→ Description of the task
You are asked to write out the full listing exactly as it stands.

# # # # # # #

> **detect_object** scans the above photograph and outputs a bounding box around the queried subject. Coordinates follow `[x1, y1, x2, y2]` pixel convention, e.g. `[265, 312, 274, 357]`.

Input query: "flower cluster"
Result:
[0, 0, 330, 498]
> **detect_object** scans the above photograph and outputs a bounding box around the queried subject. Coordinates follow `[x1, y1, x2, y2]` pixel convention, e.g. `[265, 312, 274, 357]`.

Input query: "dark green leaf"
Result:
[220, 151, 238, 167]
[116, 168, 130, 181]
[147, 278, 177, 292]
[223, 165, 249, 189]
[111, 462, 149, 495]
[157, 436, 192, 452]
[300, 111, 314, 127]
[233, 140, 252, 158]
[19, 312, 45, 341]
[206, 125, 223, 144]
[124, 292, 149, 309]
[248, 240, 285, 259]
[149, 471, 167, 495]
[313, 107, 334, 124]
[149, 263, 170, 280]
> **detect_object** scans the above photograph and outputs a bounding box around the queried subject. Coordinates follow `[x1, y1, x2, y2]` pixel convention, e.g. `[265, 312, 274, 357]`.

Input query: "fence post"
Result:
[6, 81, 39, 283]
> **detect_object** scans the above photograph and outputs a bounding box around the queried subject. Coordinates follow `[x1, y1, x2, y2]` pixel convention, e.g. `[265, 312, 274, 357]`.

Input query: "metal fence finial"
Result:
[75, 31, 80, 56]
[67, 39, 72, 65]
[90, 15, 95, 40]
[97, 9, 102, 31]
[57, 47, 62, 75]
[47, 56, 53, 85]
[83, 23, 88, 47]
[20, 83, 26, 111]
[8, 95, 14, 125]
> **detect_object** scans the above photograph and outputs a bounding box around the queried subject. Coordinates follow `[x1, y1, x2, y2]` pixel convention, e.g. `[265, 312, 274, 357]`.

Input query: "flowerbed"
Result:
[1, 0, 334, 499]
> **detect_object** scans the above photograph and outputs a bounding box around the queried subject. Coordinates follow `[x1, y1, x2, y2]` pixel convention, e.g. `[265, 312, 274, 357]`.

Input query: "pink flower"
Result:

# # # # # # #

→ Task answer
> **detect_object** scans the above photograph and outputs a bounding box around the queried subject. Coordinates follow `[x1, y1, x2, y2]` pixel convention, e.g. `[265, 312, 274, 357]`.

Input query: "flower cluster"
Result:
[0, 0, 330, 498]
> **detect_object** scans the above photograph and outputs a bounding box around the queried subject. Coordinates follow `[x1, y1, x2, y2]` pixel convention, e.g. `[265, 312, 274, 357]`.

Input query: "dark green leaf"
Result:
[220, 151, 238, 167]
[116, 168, 130, 181]
[147, 278, 177, 292]
[223, 165, 249, 189]
[111, 462, 149, 495]
[157, 436, 192, 452]
[300, 111, 314, 127]
[233, 140, 252, 158]
[19, 312, 45, 341]
[206, 125, 223, 144]
[124, 292, 149, 309]
[248, 240, 285, 259]
[149, 471, 167, 495]
[313, 107, 334, 124]
[149, 263, 170, 280]
> **detect_object** scans the above photograph and outputs a bounding box around the queried subject. Coordinates follow `[x1, y1, x2, y2]` pixel convention, e.g. `[265, 312, 274, 357]`.

Input query: "fence post"
Result:
[6, 81, 39, 283]
> **detect_object** scans the above photograph and outputs a bounding box around the queried subject. Coordinates follow `[x1, y1, x2, y2]` pixel convention, e.g. `[265, 312, 274, 357]`.

Input query: "metal fence finial"
Result:
[75, 31, 80, 56]
[67, 39, 72, 65]
[90, 15, 95, 40]
[97, 9, 102, 31]
[57, 47, 62, 75]
[47, 56, 53, 85]
[83, 23, 88, 47]
[20, 83, 26, 111]
[8, 95, 14, 125]
> **detect_object** scans the above photograph and outputs a bounding box around the queried subject. Coordinates follow `[x1, y1, x2, y2]` pixel convention, e.g. `[265, 312, 274, 357]`.

Input query: "flowerbed"
Result:
[1, 0, 334, 499]
> **detect_object** scans the above photograph and outputs a bounding box around the queried subject. Coordinates follow `[x1, y1, x2, y2]` pixel convention, e.g. `[265, 312, 274, 357]`.

Input query: "pink flower"
Result:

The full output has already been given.